Text segment =
SIAC champion

Orange Blossom Classic, L 14–20 vs. Lincoln (PA) Angel Bowl, T 6–6 vs. Wiley
- Conference: Southern Intercollegiate Athletic Conference
- Record: 6–4–1 (6–0 SIAC)
- Head coach: Jake Gaither (2nd season);
- Home stadium: Sampson-Bragg Field

= 1946 Florida A&M Rattlers football team =

American college football season

The 1946 Florida A&M Rattlers football team was an American football team that represented Florida A&M College as a member of the Southern Intercollegiate Athletic Conference (SIAC) during the 1946 college football season. In their second season under head coach Jake Gaither, the Rattlers compiled a 6–3–1 record (6–0 against SIAC opponents), and won the SIAC championship, and appeared in two post-season games, losing to Lincoln (PA) in the Orange Blossom Classic and tying Wiley in the Angel Bowl.

The Dickinson System rated Florida A&M as the No. 8 black college football team for 1946.

Florida A&M end Nathaniel "Traz" Powell was selected as a first-team player on The Pittsburgh Couriers 1946 All-America team. Three others were named to the second team: end Mitchell; tackle Brewington; and back Theodore "Ted" Montgomery. The team's quarterback was "Big Jim" Williams.

The Rattlers played their home games at Sampson-Bragg Field in Tallahassee, Florida.

Material =
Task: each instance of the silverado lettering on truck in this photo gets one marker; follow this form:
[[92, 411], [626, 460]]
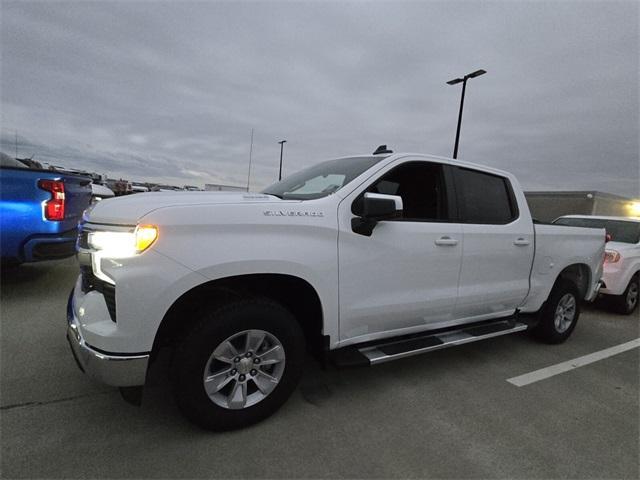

Task to complete = Please revise the part of the article that opens with the words containing "American college football" and closes with "the Angel Bowl.", putting "Florida A&M" in place of "Rattlers". Rely on the article alone, not the data.

Response to this task =
American college football season

The 1946 Florida A&M Florida A&M football team was an American football team that represented Florida A&M College as a member of the Southern Intercollegiate Athletic Conference (SIAC) during the 1946 college football season. In their second season under head coach Jake Gaither, the Florida A&M compiled a 6–3–1 record (6–0 against SIAC opponents), and won the SIAC championship, and appeared in two post-season games, losing to Lincoln (PA) in the Orange Blossom Classic and tying Wiley in the Angel Bowl.